Give an unaltered copy of the listing below, minus its pictures.
*** Opening Provided information ***
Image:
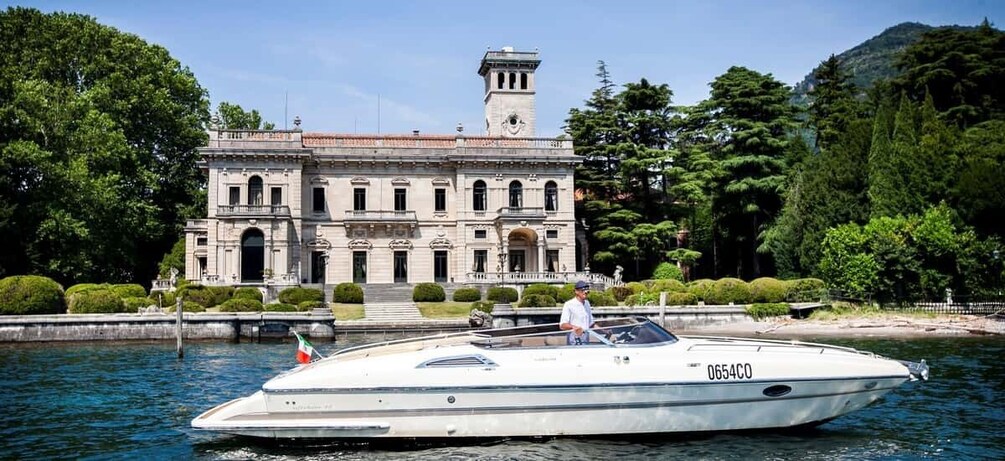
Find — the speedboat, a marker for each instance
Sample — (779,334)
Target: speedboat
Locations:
(630,377)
*** Closing Provided information ***
Written answer:
Image:
Find — the speedboat, a marker for each instance
Sample — (779,334)
Target: speedboat
Locations:
(630,377)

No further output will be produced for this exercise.